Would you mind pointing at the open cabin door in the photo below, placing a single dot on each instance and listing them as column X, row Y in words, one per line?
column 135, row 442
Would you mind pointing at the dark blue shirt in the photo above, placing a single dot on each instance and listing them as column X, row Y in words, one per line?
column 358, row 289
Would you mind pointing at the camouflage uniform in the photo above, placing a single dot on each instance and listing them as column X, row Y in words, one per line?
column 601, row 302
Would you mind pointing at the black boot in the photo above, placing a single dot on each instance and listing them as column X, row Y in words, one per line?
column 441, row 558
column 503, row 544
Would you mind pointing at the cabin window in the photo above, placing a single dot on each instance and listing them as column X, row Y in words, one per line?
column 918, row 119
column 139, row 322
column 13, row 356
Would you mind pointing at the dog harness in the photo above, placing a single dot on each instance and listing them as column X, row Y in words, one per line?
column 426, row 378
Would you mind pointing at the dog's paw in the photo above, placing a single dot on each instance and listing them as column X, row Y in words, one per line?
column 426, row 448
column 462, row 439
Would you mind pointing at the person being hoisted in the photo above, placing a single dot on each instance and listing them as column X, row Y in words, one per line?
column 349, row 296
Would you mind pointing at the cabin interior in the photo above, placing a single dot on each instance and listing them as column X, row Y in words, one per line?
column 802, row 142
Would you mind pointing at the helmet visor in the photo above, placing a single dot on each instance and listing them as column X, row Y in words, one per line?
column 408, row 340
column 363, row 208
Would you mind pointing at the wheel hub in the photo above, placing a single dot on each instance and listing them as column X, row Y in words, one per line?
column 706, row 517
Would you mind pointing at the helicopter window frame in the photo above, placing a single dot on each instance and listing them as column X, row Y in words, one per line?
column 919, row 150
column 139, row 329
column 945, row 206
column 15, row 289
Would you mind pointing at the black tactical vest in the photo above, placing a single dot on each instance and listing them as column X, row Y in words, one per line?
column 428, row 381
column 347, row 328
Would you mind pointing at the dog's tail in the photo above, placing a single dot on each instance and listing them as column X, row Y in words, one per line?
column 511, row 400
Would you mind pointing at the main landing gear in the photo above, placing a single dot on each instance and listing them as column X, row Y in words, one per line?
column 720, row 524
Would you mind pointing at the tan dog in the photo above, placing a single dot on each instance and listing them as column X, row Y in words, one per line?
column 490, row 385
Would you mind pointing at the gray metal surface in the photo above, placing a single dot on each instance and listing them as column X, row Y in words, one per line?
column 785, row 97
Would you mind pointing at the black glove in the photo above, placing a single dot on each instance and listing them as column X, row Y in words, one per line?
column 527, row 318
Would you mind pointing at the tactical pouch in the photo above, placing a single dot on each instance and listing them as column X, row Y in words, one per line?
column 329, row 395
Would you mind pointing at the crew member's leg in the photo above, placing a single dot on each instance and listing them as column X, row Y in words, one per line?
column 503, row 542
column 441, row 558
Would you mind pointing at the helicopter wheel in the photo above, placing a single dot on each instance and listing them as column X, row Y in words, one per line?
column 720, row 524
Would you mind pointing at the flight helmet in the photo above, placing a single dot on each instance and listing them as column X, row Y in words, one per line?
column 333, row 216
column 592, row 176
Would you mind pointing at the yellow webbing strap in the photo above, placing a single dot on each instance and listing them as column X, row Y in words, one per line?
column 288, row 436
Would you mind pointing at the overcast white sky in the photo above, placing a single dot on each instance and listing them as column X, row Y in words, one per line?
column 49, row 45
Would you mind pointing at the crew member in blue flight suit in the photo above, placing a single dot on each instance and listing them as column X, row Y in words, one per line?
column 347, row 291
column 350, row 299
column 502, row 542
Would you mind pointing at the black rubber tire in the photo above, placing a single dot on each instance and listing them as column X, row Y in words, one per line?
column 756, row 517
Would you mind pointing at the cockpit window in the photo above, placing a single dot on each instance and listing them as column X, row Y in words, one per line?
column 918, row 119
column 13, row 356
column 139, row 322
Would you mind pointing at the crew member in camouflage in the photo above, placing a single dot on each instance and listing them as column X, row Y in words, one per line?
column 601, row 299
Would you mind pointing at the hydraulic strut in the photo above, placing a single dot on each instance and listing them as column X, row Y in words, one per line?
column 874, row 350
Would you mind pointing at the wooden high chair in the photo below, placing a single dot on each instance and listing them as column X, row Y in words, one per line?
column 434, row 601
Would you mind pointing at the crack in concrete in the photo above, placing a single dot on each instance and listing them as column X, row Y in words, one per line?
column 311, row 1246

+ + + +

■ Aim:
Reproduce the entries above word for word, starting at the first line and ending at the line that contains "column 601, row 302", with both ends included.

■ Result below:
Would you mind pointing at the open cabin door in the photo below, placing a single dot on each instance and listing them as column X, row Y in words, one per line?
column 135, row 442
Would you mind pointing at the dark blue shirt in the photo above, placing a single dot on each instance and listing them as column X, row Y in words, one per line?
column 358, row 289
Would you mind pointing at the camouflage uniform in the photo above, placing a single dot on each instance and listing them as column X, row Y in words, one per line?
column 601, row 302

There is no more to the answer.